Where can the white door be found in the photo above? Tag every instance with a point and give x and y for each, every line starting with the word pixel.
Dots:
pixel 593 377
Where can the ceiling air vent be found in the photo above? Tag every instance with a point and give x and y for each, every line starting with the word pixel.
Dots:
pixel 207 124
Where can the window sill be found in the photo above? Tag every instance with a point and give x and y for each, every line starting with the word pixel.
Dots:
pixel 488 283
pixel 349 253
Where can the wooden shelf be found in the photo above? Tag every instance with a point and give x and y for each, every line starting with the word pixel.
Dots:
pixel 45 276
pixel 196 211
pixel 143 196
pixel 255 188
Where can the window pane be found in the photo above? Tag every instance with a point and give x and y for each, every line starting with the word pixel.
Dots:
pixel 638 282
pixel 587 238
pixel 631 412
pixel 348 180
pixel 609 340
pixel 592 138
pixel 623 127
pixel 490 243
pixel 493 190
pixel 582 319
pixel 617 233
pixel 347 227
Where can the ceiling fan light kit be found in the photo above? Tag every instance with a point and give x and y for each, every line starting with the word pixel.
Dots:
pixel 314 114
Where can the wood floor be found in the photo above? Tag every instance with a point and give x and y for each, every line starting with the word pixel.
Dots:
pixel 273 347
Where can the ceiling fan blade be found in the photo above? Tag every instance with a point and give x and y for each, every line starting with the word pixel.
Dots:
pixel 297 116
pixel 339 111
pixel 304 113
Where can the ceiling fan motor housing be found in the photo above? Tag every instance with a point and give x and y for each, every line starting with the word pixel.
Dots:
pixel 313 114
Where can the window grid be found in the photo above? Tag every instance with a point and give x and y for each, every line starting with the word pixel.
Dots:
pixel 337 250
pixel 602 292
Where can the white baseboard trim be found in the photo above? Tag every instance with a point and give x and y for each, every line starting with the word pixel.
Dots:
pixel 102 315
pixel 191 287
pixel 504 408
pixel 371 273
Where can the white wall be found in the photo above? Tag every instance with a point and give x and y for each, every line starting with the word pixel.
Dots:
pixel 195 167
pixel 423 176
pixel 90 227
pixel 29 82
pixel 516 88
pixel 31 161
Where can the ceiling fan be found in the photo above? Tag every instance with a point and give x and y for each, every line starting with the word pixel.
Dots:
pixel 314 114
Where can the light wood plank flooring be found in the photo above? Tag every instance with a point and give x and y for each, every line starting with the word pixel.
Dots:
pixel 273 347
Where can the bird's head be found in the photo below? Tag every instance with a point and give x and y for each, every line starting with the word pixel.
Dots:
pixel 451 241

#### [Exercise]
Write out again every line of the listing from the line containing "Where can the ceiling fan be" through the final line, both included and requests as well, shifting each point coordinate up by 145.

#### [The solution]
Where can the ceiling fan be found in the photo above? Tag every instance with a point and give x and y for each, every line starting with the word pixel.
Dots:
pixel 459 259
Where can the light wood plank flooring be found in the photo above? Tag every instance with a point and give x and y for each, every line starting with the word pixel.
Dots:
pixel 418 492
Where can the bird's head be found in the photo below? Tag every instance with a point and give x and y for each, every line starting with the word pixel.
Dots:
pixel 596 386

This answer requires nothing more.